**Selected passage**

== Segment start ==

In suburbs, towns and villages of remote provinces in China, groups of young men and women are laying the groundwork for fueling China's AI boom.
Artificial intelligence (AI), despite all the hype about it, still has to be taught by humans as of today. Take facial recognition as an example. Before data is fed to the AI algorithm for training, human laborers need to label the data, to identify which part of the image is an eye, which part is a mouth. Spending hours drawing endless circles around items to categorize what they are, these overlooked people are the reason why AI can "see."
China's AI strength comes from its large quantity of data. Due to the lack of a data protection mechanism, Chinese AI firms are able to tap into a large pool of data to train their AI algorithms and thus produce AI solutions with higher precision.
Employees work on labeling different items for data collection on computer screens. /Reuters Photo
Employees work on labeling different items for data collection on computer screens. /Reuters Photo
But that explains only half of the story, said Chen Guancheng, chief technology officer of Testin, a company specialized in AI data solutions. With the expansion of AI applications, the quality of the data, rather than quantity, matters more, he told CGTN. For example, a low-quality data set provided to a facial recognition algorithm may result in a mismatch of identities.
Those human laborers hold the key to high-quality data used for AI in China. They power AI applications in industries as diverse as autonomous driving, medical diagnosis, banking, retail, and public security. They are part of a growing multibillion-dollar data labeling industry in China that serves hundreds of thousands of companies that employ AI domestically and abroad.
Most tech companies are unwilling to label the data themselves since it would be too costly to hire people to deal with a large trove of data. In general, there are two ways of data labeling operations in the industry: one is outsourcing to data labeling factories, the second is conducted in-house by professional data labelers.
While China is known for its data labeling factories where workers label images as if they are on an assembly line of manufacturing, the second type is rising in China as the demand for high-quality data grows.

== Segment end ==

**Problem to work on**
Summarize the article on data labeling in China in two sentences.

**Extracted entries**
== Segment start ==

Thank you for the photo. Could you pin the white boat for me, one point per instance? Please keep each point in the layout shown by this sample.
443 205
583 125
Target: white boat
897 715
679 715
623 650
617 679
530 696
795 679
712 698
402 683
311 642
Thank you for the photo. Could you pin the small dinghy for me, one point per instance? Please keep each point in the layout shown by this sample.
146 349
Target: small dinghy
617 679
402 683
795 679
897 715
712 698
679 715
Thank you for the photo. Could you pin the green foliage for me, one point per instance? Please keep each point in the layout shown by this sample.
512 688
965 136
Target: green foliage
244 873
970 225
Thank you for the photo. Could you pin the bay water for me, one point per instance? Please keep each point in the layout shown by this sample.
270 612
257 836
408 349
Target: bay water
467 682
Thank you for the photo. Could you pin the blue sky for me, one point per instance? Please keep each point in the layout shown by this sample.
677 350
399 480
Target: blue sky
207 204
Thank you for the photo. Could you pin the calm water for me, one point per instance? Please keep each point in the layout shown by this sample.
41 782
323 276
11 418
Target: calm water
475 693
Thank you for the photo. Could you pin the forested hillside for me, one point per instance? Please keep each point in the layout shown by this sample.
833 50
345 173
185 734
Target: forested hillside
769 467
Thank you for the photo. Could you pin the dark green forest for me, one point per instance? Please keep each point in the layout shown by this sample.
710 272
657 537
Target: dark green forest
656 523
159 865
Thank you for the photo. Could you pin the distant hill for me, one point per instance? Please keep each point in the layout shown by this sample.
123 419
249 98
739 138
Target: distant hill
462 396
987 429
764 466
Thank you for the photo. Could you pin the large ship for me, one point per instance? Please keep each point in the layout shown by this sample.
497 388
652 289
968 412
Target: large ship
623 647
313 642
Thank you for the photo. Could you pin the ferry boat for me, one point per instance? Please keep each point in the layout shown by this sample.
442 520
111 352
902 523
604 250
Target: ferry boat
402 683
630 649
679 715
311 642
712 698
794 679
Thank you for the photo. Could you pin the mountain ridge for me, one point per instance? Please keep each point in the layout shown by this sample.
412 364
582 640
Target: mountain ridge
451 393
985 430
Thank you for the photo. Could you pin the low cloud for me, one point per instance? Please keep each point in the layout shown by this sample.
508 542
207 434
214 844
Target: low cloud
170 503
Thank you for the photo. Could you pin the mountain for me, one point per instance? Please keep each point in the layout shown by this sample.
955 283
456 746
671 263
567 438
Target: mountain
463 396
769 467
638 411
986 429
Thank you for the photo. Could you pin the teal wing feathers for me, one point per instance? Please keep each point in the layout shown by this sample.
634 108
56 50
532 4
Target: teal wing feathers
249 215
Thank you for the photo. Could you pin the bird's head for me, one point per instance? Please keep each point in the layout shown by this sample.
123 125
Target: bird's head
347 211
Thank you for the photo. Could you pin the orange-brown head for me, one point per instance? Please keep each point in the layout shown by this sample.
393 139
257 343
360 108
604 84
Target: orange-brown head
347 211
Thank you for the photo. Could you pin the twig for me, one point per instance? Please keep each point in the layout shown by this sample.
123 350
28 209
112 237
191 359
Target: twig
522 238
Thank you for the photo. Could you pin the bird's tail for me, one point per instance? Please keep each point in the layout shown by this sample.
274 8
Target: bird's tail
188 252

== Segment end ==

**Your solution**
In China, human laborers label data such as images so that AI algorithms can be trained, and Testin's chief technology officer Chen Guancheng says that data quality, rather than quantity, matters more as AI applications expand. Because most tech companies find it too costly to label data themselves, the industry either outsources the work to data labeling factories or has professional data labelers do it in-house, and the second type is rising as demand for high-quality data grows.